Written problem: Rewrite the stretch from the line containing "locate the red tail tip in the photo above" through the end of the material, both ends included, keeping every request line. Multiply each coordinate in the answers by 1.7 and round to whole numbers, with halves going up.

Excerpts from a pointing dataset:

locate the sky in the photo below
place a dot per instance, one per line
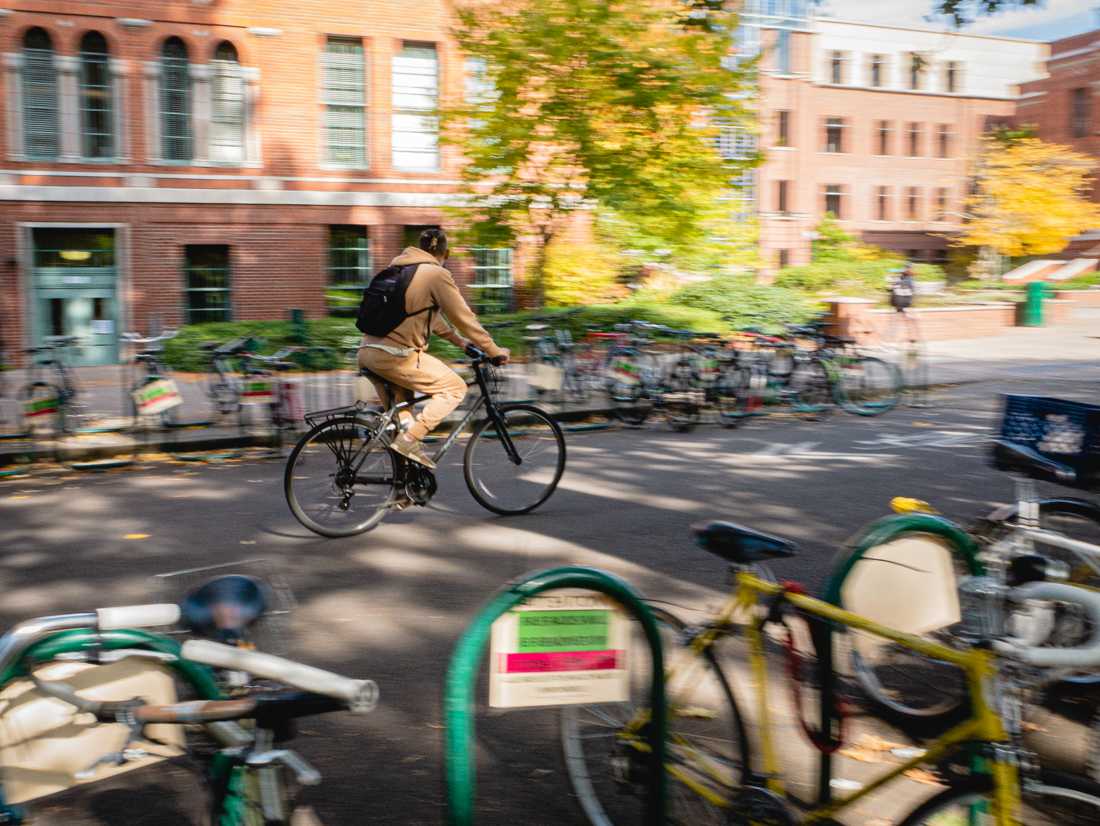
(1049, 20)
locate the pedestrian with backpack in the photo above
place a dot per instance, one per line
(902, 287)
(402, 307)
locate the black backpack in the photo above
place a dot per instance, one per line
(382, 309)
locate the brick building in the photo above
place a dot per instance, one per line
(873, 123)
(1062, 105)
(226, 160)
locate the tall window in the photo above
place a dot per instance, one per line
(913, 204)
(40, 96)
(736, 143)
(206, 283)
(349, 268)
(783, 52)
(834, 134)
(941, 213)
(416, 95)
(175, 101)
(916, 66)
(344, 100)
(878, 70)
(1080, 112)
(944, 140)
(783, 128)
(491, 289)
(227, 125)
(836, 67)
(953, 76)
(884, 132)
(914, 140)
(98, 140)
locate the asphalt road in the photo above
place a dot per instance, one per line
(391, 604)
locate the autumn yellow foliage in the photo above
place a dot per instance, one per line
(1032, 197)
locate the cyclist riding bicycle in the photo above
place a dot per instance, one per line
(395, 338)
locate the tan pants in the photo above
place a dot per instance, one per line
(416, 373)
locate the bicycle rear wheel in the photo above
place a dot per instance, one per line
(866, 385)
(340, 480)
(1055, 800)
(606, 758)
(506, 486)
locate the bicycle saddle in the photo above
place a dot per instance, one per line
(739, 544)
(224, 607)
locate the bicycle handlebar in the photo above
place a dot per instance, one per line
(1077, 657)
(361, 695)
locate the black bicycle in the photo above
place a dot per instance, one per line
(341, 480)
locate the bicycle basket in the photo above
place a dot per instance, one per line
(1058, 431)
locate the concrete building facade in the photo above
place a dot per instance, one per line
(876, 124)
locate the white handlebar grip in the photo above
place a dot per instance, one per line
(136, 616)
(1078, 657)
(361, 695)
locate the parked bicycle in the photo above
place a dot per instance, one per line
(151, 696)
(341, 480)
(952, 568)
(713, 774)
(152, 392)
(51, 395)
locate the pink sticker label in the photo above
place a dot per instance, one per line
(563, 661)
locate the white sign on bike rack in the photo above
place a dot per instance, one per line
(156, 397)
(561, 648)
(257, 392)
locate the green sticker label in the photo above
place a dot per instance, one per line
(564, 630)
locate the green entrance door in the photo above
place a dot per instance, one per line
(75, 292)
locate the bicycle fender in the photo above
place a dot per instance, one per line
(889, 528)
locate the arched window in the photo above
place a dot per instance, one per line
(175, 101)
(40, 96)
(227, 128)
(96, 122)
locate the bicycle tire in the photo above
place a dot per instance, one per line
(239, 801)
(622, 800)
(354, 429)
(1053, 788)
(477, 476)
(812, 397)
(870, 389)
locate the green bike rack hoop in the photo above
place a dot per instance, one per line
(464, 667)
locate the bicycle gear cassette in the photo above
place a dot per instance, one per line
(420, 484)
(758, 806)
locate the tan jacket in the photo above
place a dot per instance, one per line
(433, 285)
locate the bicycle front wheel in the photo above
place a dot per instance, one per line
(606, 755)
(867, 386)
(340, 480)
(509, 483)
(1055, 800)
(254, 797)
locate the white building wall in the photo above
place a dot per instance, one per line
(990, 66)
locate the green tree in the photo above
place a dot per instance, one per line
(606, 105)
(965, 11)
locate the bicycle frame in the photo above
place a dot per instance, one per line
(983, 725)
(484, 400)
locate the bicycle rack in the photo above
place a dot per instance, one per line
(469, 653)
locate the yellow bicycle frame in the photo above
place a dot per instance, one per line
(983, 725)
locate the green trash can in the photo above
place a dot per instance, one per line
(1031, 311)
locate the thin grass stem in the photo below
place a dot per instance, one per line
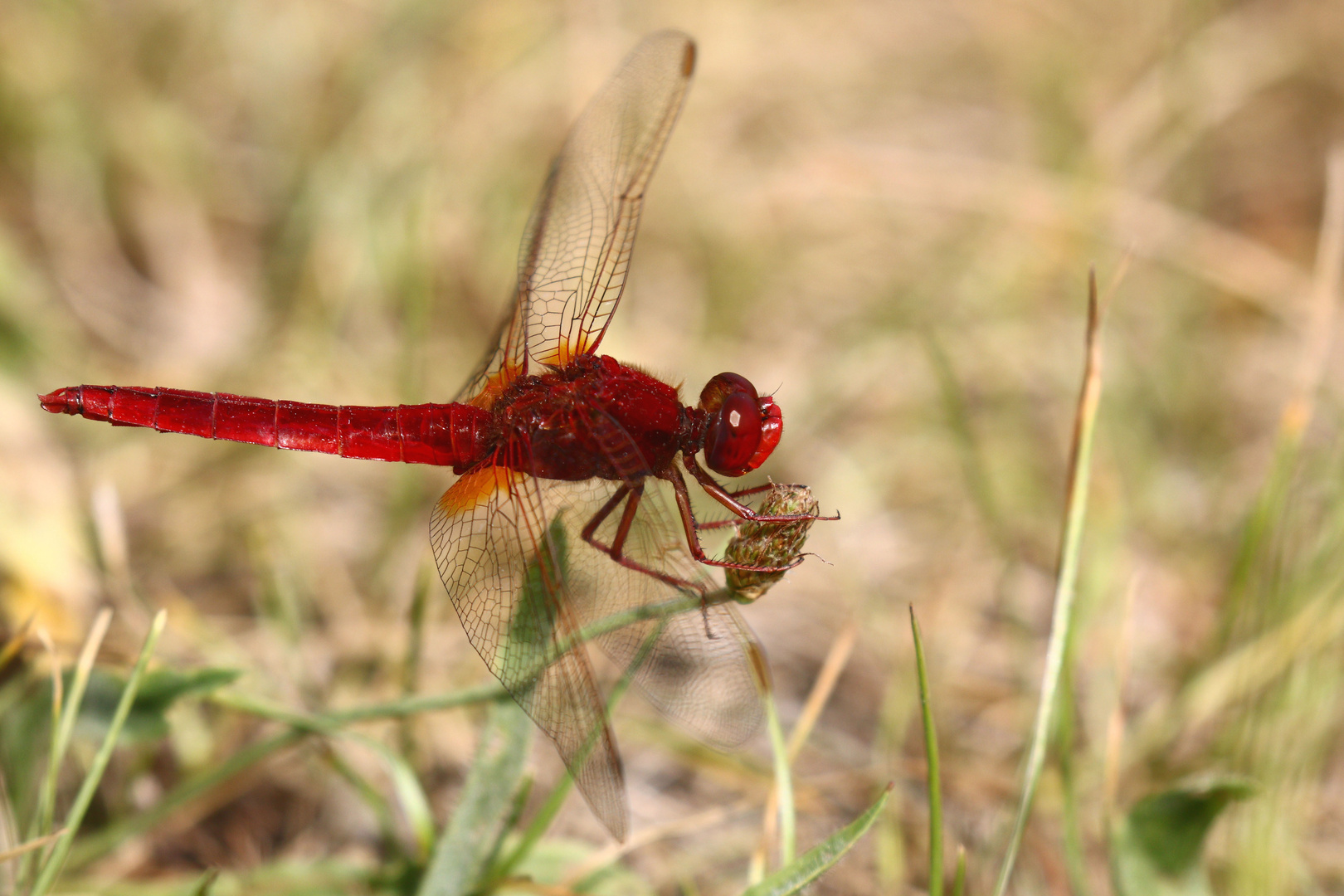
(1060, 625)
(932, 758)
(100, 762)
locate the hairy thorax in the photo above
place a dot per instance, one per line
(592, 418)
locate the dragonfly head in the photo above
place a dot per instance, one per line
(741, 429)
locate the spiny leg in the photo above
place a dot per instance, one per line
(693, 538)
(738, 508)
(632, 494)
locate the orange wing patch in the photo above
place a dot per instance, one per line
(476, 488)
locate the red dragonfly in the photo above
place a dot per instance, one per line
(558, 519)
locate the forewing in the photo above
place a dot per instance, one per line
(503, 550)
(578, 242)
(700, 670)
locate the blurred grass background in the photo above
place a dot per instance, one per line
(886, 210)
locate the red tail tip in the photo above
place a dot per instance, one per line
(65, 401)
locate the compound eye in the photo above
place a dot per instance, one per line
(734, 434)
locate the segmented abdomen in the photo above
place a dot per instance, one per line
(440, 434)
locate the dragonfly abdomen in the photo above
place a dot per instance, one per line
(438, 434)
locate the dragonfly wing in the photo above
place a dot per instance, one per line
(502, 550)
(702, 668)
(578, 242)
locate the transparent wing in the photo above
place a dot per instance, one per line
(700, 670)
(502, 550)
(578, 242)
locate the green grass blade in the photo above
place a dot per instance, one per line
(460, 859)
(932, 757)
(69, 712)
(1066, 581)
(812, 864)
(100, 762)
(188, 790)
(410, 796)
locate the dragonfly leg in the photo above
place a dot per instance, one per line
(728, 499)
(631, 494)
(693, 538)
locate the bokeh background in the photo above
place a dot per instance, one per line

Written response:
locate the red tail tip in the photo above
place a dot per instance, one per line
(111, 682)
locate the compound eye in the photo above
place a dot per instance, one per line
(1248, 738)
locate the segmented abdomen in the photo above
place a dot per instance, one per line
(748, 738)
locate the dragonfly abdomen in the photo above
place a dot per instance, one per line
(745, 738)
locate the dragonfly wing in the photo above
place a dot per instance, one per line
(853, 935)
(1193, 1136)
(983, 411)
locate the transparent wing in the photo above
place a dot per instance, one per line
(1190, 1139)
(853, 935)
(983, 411)
locate the green grass blade in the photo above
place a dot per instance, one per line
(782, 1460)
(1584, 1287)
(117, 1210)
(1812, 988)
(1380, 1469)
(170, 1295)
(320, 1343)
(697, 1353)
locate the dragonfly leg in the photo above
place a dot per instance, one per line
(1238, 848)
(1073, 840)
(1178, 915)
locate the bokeh background in the photo above
place a dot per instance, one per line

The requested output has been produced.